Your objective
Output all entries verbatim. Skip pictures.

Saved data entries
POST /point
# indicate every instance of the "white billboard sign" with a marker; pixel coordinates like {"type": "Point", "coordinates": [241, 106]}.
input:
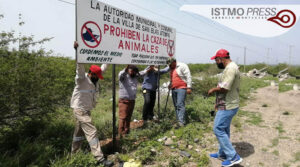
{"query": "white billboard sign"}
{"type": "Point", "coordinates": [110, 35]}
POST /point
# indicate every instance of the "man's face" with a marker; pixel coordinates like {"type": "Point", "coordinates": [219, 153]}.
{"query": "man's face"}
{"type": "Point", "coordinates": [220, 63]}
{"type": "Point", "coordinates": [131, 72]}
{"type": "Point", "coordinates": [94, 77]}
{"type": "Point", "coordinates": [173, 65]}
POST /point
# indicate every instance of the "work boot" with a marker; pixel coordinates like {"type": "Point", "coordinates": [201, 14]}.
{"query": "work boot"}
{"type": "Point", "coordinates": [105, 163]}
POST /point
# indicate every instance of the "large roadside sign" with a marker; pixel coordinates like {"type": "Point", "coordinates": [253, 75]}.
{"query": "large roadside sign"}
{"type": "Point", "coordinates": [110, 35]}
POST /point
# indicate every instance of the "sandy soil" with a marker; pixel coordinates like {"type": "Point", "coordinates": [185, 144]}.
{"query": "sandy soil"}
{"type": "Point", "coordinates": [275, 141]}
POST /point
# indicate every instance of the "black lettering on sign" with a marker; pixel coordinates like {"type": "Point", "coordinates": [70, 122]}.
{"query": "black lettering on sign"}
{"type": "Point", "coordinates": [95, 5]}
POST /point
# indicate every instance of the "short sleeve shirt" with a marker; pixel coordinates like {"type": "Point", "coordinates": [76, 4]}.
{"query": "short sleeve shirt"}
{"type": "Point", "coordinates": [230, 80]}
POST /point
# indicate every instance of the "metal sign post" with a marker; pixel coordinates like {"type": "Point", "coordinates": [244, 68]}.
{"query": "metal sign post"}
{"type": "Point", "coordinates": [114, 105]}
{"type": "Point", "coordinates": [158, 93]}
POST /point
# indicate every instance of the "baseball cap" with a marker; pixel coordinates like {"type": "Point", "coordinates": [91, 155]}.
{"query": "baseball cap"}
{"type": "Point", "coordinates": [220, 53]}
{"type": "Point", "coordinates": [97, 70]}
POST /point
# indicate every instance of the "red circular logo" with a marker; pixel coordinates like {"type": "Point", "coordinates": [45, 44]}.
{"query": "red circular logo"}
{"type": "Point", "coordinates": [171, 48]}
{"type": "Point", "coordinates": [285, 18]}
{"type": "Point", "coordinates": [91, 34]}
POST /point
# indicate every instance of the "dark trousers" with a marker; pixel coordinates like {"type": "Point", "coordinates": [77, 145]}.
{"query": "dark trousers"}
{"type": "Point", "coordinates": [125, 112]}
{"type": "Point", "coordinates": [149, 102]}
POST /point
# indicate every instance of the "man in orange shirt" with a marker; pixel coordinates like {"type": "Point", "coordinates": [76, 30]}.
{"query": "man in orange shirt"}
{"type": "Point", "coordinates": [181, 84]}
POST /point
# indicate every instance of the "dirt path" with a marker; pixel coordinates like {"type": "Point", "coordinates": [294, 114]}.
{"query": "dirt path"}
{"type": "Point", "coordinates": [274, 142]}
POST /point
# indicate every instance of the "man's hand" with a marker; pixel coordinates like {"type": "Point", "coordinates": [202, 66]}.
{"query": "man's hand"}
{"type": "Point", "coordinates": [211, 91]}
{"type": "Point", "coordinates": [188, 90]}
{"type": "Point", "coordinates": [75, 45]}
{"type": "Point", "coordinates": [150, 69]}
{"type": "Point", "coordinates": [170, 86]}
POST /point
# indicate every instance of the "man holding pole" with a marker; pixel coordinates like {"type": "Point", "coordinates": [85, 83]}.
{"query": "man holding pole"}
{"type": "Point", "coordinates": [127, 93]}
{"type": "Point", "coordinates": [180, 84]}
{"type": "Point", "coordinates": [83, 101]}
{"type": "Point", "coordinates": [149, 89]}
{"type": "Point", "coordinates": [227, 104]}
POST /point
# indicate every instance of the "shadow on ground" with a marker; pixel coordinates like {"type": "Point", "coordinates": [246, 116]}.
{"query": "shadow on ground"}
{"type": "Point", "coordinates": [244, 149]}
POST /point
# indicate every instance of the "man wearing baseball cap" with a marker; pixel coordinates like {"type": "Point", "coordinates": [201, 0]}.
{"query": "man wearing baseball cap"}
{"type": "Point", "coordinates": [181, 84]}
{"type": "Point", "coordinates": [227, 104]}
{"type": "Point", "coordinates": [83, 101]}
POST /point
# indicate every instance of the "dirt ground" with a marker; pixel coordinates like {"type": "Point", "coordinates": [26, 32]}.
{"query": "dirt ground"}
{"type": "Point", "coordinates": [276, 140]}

Output for this exercise
POST /point
# indicate every instance of the "white billboard sign" with a marker; pixel coordinates like {"type": "Point", "coordinates": [241, 106]}.
input:
{"query": "white billboard sign"}
{"type": "Point", "coordinates": [110, 35]}
POST /point
# indicate every instance of the "man's face" with a marker; pixel coordinates like {"type": "Point", "coordinates": [219, 153]}.
{"query": "man's face"}
{"type": "Point", "coordinates": [220, 63]}
{"type": "Point", "coordinates": [131, 72]}
{"type": "Point", "coordinates": [94, 77]}
{"type": "Point", "coordinates": [173, 65]}
POST /point
# indicate every instance of the "work boot" with a marker; pixel coordinates like {"type": "Point", "coordinates": [201, 14]}.
{"query": "work boot"}
{"type": "Point", "coordinates": [105, 163]}
POST /point
# indicate every instance of the "large roadside sign" with a marker; pixel coordinates like {"type": "Point", "coordinates": [253, 75]}.
{"query": "large roadside sign"}
{"type": "Point", "coordinates": [110, 35]}
POST /point
# indicate every instance of the "sandy soil" with a marker; pixel coordinates like {"type": "Point", "coordinates": [185, 144]}.
{"query": "sandy soil"}
{"type": "Point", "coordinates": [275, 141]}
POST /point
# indicate every instance of the "black lettering on sign" with a marker; pixel coordinates like {"type": "Point", "coordinates": [70, 122]}.
{"query": "black lettering on sign"}
{"type": "Point", "coordinates": [95, 5]}
POST /point
# indicate every instance of the "short sleeve shirt" with a marker; pixel coordinates like {"type": "Point", "coordinates": [76, 4]}.
{"query": "short sleeve shirt"}
{"type": "Point", "coordinates": [230, 80]}
POST /point
# indicate every instance of the "metal sign post" with a marker; pixel coordinates like {"type": "Point", "coordinates": [244, 68]}.
{"query": "metal sign post"}
{"type": "Point", "coordinates": [114, 105]}
{"type": "Point", "coordinates": [158, 93]}
POST /point
# indicate every instance of the "baseball cap" with a marker; pixel coordinates like {"type": "Point", "coordinates": [91, 155]}.
{"query": "baseball cap"}
{"type": "Point", "coordinates": [220, 53]}
{"type": "Point", "coordinates": [97, 70]}
POST /point
# indicate every instance of the "red circular logo" with a marker; pixel coordinates like {"type": "Point", "coordinates": [45, 44]}.
{"query": "red circular logo"}
{"type": "Point", "coordinates": [171, 48]}
{"type": "Point", "coordinates": [285, 18]}
{"type": "Point", "coordinates": [91, 34]}
POST /point
# indicate every instance of the "dark trousers" with a marker; pixel coordinates like {"type": "Point", "coordinates": [77, 145]}.
{"query": "dark trousers"}
{"type": "Point", "coordinates": [125, 112]}
{"type": "Point", "coordinates": [149, 102]}
POST /point
# indicate every instance of the "man in orange shirt" with a marker; pixel coordinates like {"type": "Point", "coordinates": [76, 30]}.
{"query": "man in orange shirt"}
{"type": "Point", "coordinates": [181, 84]}
POST /point
# indicate every instance of the "dirt path" with a marker; pixel coordinates like {"type": "Point", "coordinates": [294, 114]}.
{"query": "dirt path"}
{"type": "Point", "coordinates": [274, 142]}
POST /point
# indicate every instance of the "man's hand" with a marker; pixel coordinates like {"type": "Point", "coordinates": [202, 66]}.
{"query": "man's hand"}
{"type": "Point", "coordinates": [211, 91]}
{"type": "Point", "coordinates": [188, 90]}
{"type": "Point", "coordinates": [75, 45]}
{"type": "Point", "coordinates": [150, 69]}
{"type": "Point", "coordinates": [170, 86]}
POST /point
# indicate every instance of the "man holding pole" with a marker; pixel coordinates like {"type": "Point", "coordinates": [85, 83]}.
{"query": "man holding pole"}
{"type": "Point", "coordinates": [127, 93]}
{"type": "Point", "coordinates": [180, 84]}
{"type": "Point", "coordinates": [83, 101]}
{"type": "Point", "coordinates": [149, 89]}
{"type": "Point", "coordinates": [227, 104]}
POST /point
# indicate every instance of the "shadow on ground" with a marker; pixel coordinates like {"type": "Point", "coordinates": [246, 116]}.
{"query": "shadow on ground"}
{"type": "Point", "coordinates": [244, 149]}
POST /point
# indicate every instance of the "man wearing baseball cap" with a marker; pixel coordinates like {"type": "Point", "coordinates": [201, 0]}.
{"query": "man wearing baseball cap"}
{"type": "Point", "coordinates": [181, 84]}
{"type": "Point", "coordinates": [227, 104]}
{"type": "Point", "coordinates": [83, 101]}
POST /point
# indicate every instance of the "dirt ground" with a marker; pixel coordinates like {"type": "Point", "coordinates": [26, 32]}.
{"query": "dirt ground"}
{"type": "Point", "coordinates": [276, 140]}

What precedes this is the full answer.